- WHAT THE TASK ASKS
Answer from the letter below:
(a) At what time did the writer leave Portland?
(b) According to the newspaper headlines, what did Mrs. Duncan die of, and where?
(c) What did the writer ride all the way on the Friday trip to N.Y.?

- PASSAGE PROVIDED
Walter E. Dandy Letter 06/22/36

Just received your letters and the new journal. I am happy to know you are all sufficiently occupied to be glad you are in N.H. If our present cold snap is a reflection of the northern climate, you must be freezing. Am now writing in bed with a blanket over me. It was quite humid the day of arrival, but I thought it was more oppressive because of the change. Came through to Baltimore without change, leaving Portland at 9:30. Had a great line of patients waiting at 12 o’clock. Walked up to town in Portland and saw Longfellow’s statue. This time only two stops once or twice before reaching N.Y. Perhaps you can catch this train back. Patients have been coming in hordes since return operating every day.



Do you remember the conversation about Mrs. Duncan? When I got back, I looked up her history and called her home to learn the doctor’s name to respond to him. The phone was always busy. When I got home, the newspaper headlines reported her death from pneumonia in Louisville. They weren’t greatly convinced with my advice. Perhaps had I let the doctor come over that night, the result might have been different.



The two remaining members of the family in Baltimore are very lonesome. Poor Fagie is quite disconsolate, he will scarcely eat, he mopes around as though he has lost his best friends. The Malones try to pet and interest him, but with only mediocre success. Even his friend in similar circumstances has little interest. He says he wants the little kiddies! Helen is taking good care of us. The house is very clean in ship shape condition but the noise and chatter, etc., is so absent as to be most depressing. Tell K.L.D. that I should almost be glad to hear some discussion and dissention. Saw your mother and she is much better- almost well. Mother is still quite weak, but think she may be picking up now - I hope so. She won’t move over here. Had dinner with her last night. She missed the big boy and his appetite and the three little girls. I told her about Margaret, the oranges, winking and drinking out of the glass. I miss you all so much. Hope I may get away over the 4th, but there will have to be a big drop in the new arrivals.



Had to go to N.Y. Friday for purposes undisclosable (guess!). Got my long cherished desire – to ride the electric locomotive all the way. What a thrill it was. They insisted on sending a man along to answer question and show the working of the wonderful thing. He was a prince of a fellow – the road foreman. Tell Mary she would have been afraid this time for sure - there wouldn’t have been any dinner for her that night. But it was all a wonderful experience. Wish Walter had been along. Give my love to all and kiss them all – maybe Margaret twice. And tell me how all are getting along. The furniture news was fine. Played golf yesterday first time. How are the flies and caterpillars? Tell Walter there is a photograph of a gypsy moth in the station in Conway Center. I saw it all waiting the half hour.



Love, kisses, and all good wishes to my little family. And most of all, my little girl.

- STUDY MATERIAL
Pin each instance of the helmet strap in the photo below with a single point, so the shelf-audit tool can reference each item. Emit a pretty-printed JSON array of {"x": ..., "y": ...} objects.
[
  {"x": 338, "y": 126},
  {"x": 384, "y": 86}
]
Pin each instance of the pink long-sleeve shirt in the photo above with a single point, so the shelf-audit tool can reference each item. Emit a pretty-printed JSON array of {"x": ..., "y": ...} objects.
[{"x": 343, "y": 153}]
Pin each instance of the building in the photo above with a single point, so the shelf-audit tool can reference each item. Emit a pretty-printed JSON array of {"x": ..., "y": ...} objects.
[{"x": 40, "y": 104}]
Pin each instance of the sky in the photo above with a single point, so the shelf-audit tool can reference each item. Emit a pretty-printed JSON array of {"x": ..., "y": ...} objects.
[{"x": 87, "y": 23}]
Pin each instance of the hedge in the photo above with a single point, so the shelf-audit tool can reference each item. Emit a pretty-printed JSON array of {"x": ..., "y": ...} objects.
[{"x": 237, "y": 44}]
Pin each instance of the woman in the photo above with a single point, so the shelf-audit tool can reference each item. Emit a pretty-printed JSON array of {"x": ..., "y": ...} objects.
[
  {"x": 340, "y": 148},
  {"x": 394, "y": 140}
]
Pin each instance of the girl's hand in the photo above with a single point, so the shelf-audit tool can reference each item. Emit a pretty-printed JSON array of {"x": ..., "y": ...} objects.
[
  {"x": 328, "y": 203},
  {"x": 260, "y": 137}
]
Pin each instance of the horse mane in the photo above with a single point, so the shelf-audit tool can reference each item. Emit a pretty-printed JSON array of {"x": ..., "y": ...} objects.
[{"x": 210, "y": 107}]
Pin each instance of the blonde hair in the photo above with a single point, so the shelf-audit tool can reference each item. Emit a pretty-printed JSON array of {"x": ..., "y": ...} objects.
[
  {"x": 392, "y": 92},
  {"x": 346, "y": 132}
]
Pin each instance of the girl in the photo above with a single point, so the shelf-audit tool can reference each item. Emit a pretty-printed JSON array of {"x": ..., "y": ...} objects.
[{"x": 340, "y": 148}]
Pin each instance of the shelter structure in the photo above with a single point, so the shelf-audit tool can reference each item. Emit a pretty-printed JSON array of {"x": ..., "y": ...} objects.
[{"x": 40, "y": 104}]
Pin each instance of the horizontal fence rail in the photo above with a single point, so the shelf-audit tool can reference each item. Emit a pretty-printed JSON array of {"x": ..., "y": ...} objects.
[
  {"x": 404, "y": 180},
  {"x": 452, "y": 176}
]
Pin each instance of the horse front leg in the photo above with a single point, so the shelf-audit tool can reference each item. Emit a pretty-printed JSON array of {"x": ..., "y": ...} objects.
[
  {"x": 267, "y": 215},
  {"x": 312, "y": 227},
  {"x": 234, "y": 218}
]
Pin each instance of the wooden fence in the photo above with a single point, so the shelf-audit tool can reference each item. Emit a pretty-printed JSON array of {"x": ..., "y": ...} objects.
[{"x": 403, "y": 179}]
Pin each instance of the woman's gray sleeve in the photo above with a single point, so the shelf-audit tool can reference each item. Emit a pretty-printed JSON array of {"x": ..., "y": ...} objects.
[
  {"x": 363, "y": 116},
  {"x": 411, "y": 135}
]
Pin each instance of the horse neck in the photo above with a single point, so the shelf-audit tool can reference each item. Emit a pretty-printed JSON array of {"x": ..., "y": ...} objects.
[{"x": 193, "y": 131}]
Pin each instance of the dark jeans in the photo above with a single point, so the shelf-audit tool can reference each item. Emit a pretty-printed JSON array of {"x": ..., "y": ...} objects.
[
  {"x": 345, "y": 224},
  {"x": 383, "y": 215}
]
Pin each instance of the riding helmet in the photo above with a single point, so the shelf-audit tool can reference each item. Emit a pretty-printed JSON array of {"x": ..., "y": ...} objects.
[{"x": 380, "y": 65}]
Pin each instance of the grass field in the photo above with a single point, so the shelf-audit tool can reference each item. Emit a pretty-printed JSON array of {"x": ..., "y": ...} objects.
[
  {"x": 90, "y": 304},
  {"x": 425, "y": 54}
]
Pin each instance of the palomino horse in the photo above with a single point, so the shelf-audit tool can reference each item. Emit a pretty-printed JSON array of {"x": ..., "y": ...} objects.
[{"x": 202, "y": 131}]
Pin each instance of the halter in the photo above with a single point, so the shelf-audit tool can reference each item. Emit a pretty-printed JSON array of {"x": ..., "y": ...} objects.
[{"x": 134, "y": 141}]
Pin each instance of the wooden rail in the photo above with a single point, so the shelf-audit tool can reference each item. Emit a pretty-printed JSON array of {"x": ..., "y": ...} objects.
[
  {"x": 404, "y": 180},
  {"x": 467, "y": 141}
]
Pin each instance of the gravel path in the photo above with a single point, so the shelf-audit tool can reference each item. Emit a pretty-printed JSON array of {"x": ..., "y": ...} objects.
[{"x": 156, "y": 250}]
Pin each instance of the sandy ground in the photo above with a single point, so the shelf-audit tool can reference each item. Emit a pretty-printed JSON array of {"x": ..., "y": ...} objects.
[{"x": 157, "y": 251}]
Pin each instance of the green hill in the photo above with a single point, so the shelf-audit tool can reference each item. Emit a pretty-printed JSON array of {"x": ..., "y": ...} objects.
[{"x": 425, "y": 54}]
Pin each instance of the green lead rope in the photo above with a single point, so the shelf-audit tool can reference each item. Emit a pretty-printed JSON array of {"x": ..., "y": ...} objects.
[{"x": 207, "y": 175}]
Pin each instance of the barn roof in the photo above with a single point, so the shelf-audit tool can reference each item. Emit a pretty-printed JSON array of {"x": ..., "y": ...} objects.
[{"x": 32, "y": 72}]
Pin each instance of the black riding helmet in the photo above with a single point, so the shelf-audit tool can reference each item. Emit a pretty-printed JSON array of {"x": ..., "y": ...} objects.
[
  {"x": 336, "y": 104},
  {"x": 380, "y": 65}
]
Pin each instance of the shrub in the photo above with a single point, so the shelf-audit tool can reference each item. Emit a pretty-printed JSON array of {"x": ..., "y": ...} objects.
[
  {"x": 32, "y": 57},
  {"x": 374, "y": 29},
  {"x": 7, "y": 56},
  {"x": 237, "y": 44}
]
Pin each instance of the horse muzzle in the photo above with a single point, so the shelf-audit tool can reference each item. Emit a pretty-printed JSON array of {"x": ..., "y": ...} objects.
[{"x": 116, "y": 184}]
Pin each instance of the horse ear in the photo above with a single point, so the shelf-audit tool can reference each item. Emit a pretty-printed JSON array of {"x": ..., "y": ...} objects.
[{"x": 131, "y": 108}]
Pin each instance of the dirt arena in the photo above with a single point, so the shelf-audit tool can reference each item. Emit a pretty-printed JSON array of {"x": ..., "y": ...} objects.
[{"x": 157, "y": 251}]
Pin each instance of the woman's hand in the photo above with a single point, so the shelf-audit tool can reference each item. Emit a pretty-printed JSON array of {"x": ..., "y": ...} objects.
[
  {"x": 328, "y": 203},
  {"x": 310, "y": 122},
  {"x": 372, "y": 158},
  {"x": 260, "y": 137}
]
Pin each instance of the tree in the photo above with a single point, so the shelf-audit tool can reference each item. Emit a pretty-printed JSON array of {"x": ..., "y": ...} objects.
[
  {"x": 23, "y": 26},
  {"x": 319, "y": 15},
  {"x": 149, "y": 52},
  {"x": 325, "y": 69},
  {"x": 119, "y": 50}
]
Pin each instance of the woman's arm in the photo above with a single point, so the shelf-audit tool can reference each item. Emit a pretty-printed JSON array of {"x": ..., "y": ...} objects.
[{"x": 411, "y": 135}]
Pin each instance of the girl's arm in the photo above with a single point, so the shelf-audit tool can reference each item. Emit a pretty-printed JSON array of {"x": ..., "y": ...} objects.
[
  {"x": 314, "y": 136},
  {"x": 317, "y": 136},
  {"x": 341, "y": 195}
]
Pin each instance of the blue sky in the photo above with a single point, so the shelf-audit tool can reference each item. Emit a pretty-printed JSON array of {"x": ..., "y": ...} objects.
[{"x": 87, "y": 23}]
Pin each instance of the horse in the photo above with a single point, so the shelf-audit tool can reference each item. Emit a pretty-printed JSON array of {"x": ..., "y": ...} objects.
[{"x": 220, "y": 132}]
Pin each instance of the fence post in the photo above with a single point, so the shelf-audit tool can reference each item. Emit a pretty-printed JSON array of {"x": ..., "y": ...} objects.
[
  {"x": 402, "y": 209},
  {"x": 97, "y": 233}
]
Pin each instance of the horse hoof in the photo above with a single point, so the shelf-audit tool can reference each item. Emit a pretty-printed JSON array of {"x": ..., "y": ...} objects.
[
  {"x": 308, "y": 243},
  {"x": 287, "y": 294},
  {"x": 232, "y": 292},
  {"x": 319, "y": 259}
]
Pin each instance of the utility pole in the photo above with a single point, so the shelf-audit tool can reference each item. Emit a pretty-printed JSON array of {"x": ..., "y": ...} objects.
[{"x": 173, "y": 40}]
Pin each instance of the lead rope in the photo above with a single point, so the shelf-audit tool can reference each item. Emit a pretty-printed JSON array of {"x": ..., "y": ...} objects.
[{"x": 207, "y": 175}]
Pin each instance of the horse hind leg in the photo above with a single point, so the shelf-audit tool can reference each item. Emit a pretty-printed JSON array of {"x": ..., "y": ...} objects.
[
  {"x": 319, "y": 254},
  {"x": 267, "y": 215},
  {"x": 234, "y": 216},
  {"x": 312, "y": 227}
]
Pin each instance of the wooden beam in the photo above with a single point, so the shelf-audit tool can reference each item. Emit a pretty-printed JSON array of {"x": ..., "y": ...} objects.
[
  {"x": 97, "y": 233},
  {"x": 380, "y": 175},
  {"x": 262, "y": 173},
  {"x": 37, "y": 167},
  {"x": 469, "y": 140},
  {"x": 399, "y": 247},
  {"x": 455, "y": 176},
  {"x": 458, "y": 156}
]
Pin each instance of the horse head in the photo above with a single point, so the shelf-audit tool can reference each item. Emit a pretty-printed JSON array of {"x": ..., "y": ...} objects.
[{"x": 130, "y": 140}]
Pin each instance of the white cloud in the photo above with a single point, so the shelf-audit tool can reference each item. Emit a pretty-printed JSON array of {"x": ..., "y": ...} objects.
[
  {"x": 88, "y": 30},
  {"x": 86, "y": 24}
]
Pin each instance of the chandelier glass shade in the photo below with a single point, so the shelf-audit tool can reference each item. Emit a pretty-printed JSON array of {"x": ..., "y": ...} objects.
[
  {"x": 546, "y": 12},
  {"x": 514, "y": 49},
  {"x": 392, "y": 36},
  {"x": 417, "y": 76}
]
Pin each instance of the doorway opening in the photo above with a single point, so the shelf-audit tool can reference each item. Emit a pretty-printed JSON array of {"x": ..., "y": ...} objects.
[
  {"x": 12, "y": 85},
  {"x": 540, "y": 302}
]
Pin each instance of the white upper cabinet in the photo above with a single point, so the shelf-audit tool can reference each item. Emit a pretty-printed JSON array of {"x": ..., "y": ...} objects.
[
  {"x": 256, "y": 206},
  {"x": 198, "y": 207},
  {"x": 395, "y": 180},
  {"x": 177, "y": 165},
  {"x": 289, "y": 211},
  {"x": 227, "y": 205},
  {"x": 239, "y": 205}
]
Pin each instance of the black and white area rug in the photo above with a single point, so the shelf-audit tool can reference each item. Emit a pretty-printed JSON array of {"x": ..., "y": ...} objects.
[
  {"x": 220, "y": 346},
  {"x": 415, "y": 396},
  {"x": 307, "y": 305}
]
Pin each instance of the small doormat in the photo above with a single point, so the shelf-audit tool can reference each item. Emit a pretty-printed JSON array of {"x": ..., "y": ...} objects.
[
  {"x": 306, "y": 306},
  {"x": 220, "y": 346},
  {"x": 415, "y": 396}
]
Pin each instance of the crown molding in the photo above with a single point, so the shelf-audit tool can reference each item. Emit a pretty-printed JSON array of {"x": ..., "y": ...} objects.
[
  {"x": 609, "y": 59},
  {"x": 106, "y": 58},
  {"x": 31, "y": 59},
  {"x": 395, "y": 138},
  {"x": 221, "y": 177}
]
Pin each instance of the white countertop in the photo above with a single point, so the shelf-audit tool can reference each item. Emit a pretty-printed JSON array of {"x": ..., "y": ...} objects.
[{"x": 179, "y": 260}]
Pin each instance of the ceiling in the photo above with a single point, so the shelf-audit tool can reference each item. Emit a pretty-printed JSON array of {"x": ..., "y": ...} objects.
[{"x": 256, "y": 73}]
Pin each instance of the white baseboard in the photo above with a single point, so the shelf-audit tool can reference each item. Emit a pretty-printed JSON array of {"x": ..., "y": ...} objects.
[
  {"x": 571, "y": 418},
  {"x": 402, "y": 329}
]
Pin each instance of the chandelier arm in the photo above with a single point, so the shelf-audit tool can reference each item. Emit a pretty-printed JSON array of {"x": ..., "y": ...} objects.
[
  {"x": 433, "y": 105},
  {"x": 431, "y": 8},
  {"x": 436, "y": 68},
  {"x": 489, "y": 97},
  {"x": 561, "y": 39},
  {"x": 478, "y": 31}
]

- REPLY TO THE TASK
(a) 9:30
(b) Pneumonia, in Louisville
(c) The electric locomotive